Document segment:

From: Lihang Nong on
I have a set of data that is truncated below some value.I want to be able to fit a PDF to the data so that it can estimate the density of the truncated portion. I know that the tail of the function must end at (0,0). Is this possible with ksdensity? Maybe with a parametric function? To illustrate this better, please refer to this:
http://i.imgur.com/uYeQo.jpg
In this graph, the white bars are truncated, and I want to be able to come up with something like the purple curve.
My ultimate goal is to be able to calculate the total number of samples using the estimated density function. If there is another way to do this, it would be ok as well.
Thanks!
From: Peter Perkins on
On 7/27/2010 5:04 PM, Lihang Nong wrote:
> I have a set of data that is truncated below some value.I want to be
> able to fit a PDF to the data so that it can estimate the density of the
> truncated portion. I know that the tail of the function must end at
> (0,0). Is this possible with ksdensity?

What this exercise asks:
A) In the forum thread about fitting a density to truncated data, what does the original poster ultimately want to calculate?
B) Carry the forum thread about fitting a density to truncated data onward from its final line.

Information given:
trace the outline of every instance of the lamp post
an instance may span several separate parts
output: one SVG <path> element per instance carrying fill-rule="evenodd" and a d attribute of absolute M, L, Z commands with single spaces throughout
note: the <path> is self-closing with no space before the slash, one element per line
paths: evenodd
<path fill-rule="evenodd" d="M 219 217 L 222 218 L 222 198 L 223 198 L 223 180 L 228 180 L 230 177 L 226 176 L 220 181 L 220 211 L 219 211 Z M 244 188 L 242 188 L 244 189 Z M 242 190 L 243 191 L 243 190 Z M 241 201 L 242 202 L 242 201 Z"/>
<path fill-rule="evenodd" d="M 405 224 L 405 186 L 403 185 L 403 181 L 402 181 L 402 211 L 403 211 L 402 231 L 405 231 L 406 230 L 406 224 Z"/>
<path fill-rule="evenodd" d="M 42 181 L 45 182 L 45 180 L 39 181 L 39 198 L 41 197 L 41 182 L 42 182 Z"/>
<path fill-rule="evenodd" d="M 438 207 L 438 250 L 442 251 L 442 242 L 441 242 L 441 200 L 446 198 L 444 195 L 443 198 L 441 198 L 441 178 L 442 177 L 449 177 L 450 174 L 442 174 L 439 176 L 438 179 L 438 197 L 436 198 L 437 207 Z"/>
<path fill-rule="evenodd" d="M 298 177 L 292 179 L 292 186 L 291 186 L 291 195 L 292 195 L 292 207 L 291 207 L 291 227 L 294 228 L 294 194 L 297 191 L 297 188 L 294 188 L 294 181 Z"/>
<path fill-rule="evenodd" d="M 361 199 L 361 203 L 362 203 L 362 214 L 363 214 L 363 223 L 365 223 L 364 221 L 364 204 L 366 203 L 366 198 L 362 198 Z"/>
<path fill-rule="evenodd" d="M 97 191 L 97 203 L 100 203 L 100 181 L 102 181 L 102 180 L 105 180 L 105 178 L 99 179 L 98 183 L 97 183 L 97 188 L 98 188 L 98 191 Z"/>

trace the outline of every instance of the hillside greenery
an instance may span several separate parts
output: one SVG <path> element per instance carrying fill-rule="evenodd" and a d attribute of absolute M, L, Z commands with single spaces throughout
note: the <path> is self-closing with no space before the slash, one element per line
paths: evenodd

In response:
A) The total number of samples, using the estimated density function.

B)
>> help ksdensity
KSDENSITY Compute kernel density or distribution estimate
[snip]
'support' Either 'unbounded' (default) if the density can extend
over the whole real line, or 'positive' to restrict it to
positive values, or a two-element vector giving finite
lower and upper limits for the support of the density.
From: L N on
Already tried, doesn't seem to work. It just ensures that the distribution lies within the bound, but doesn't actually end at the bounded points on the real line. Perhaps I should try estimating with a parametric function?

Peter Perkins <Peter.Perkins(a)MathRemoveThisWorks.com> wrote in message <i2pfv1$bo0$1(a)fred.mathworks.com>...
> On 7/27/2010 5:04 PM, Lihang Nong wrote:
> > I have a set of data that is truncated below some value.I want to be
> > able to fit a PDF to the data so that it can estimate the density of the
> > truncated portion. I know that the tail of the function must end at
> > (0,0). Is this possible with ksdensity?
>
> >> help ksdensity
> KSDENSITY Compute kernel density or distribution estimate
> [snip]
> 'support' Either 'unbounded' (default) if the density can extend
> over the whole real line, or 'positive' to restrict it to
> positive values, or a two-element vector giving finite
> lower and upper limits for the support of the density.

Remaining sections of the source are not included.